_PROVIDED DATA_
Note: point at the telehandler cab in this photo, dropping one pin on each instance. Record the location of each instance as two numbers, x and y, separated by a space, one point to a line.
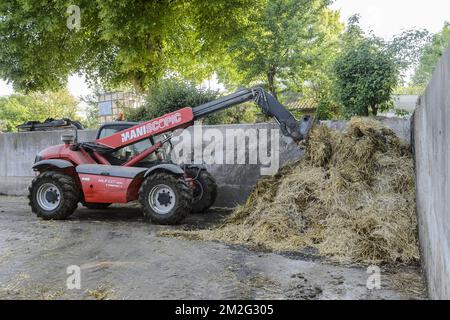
128 162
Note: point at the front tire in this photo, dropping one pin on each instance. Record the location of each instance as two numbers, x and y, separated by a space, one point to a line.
205 189
53 195
165 198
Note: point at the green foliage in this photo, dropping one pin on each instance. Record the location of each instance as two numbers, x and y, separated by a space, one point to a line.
170 95
285 43
430 57
127 41
366 74
173 94
17 108
408 48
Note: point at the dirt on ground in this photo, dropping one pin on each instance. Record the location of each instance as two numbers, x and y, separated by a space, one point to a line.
122 257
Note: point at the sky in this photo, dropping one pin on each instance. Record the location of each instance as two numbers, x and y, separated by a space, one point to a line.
385 18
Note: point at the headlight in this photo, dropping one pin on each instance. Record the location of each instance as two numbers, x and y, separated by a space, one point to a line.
37 159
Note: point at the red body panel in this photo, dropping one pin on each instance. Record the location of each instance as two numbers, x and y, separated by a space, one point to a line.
103 189
64 152
108 189
168 122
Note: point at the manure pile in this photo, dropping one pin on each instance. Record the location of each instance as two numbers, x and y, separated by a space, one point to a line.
352 198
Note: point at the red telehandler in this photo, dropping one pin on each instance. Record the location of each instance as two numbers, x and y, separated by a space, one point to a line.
84 172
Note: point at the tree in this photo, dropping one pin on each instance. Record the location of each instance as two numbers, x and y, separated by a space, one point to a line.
18 108
407 48
127 41
283 44
431 56
366 74
172 94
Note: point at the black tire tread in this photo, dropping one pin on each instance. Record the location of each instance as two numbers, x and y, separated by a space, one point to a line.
184 201
70 195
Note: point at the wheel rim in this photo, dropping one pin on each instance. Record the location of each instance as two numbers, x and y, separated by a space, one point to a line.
48 196
162 199
198 191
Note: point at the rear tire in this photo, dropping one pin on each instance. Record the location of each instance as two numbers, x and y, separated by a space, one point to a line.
53 195
205 190
165 198
96 206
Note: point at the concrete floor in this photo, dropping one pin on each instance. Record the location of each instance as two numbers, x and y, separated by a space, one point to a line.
122 257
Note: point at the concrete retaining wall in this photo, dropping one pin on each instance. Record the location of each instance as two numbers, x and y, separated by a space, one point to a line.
18 150
432 149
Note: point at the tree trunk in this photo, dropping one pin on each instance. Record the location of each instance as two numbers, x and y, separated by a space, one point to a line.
271 81
375 110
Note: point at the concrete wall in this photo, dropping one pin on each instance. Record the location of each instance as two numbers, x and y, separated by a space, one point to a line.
432 149
18 150
235 181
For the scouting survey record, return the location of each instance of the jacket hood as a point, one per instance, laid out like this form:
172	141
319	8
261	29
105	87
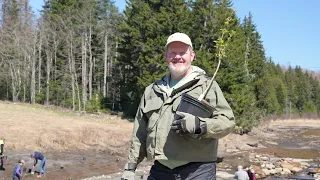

_SHORT EXERCISE_
Reproduce all the material above with each "telehandler" replaced by "loader" and nothing else changed, leaving out the pictures.

_THE REPLY_
Note: point at the loader cab in this photo, dropping one pin on each instance. Record the location of each instance as two numbers, x and y, separated by a space, one point to a line.
128 162
Note: point at the front tire in this photo, dropping one pin on each instance. Record the location of each instance as two numbers, x and y, separated by a space, one point to a line.
205 189
53 195
165 198
Note: point at the green foliage in this photo, dropping one pin on each instance. Record the location of each instance as two numbers, x and y, separated by a space, one point to a line.
170 95
285 43
430 57
127 41
366 74
173 94
17 108
408 48
Note: point at the dirt on ground in this photo, dropping one pin on each instance. Record the location of each instance as two numbers, x and y, separated by a space, one point to a line.
122 257
Note: point at the sky in this photo, dropping one pin on each instance. Record the location of each instance as two numbers, x and y, separated by a space, one point to a line.
385 18
Note: point at the headlight in this photo, dropping one pin on each instance. Record the location of each instance as two numbers, x and y, separated by a space, one point to a line.
37 159
Note: point at the red body panel in this photo, dropping one pin on each instance. Record the location of each instance as two numbers, x and y, separated by a space, one point to a line.
103 189
64 152
108 189
168 122
Note: point at the manure pile in this photo, dropping one pin on each instance. Record the location of each instance as two numbers, x and y, separated by a space, one point to a line.
352 198
Note: point at the red loader in this photo, dropping one pin on each instance. Record the location of each instance as two numbers, x and y, separated by a space, one point to a line.
84 172
Note: point at the tree in this photo, dropping one pin on each instance. Record the location of each instance as two numbers, x and y, separated by a space, one point to a line.
18 108
407 48
127 41
283 44
431 56
366 74
172 94
Note: point at the black tire tread in this photo, dropping one pin on each instance. Record the location of each instance as two numbers, x and y, separated by a space, one point to a line.
184 201
70 195
Note: point at the wheel rim in this photo, dropping one pin on each instance. Record the location of each instance as two numbers, x and y, separated by a space, one point to a line.
48 196
162 199
198 191
Note: point at the rear tire in this photo, dropping one pin on each instance. Record the location of each instance as two numbers, x and y, separated by a space, one point to a line.
53 195
205 190
165 198
96 206
Note: point at the concrete floor in this photo, dropping one pin on each instance. Record the location of each instance as two numbers, x and y, separated by a space, one point to a line.
122 257
Note: point at the concrete retaining wall in this photo, dropping one pin on each instance. Record the location of each instance as two numbers, x and y, separated by a space, one point to a line.
18 150
432 149
Note: point at the tree trunk in this photo, dropping one pin on each instance. Record the location of each instance as two numbers, x and y, separated by a space, one point to a line.
271 81
375 110
Note: point at the concrete wall in this photo, dropping one pin on each instance. Record the location of each instance as two numbers, x and y, separated by a space, one point to a line.
432 149
18 150
235 181
For the scouting survey record, return the location of each instance of the jacket hood as a point, one per instance, laid out like this form:
172	141
319	8
261	29
105	87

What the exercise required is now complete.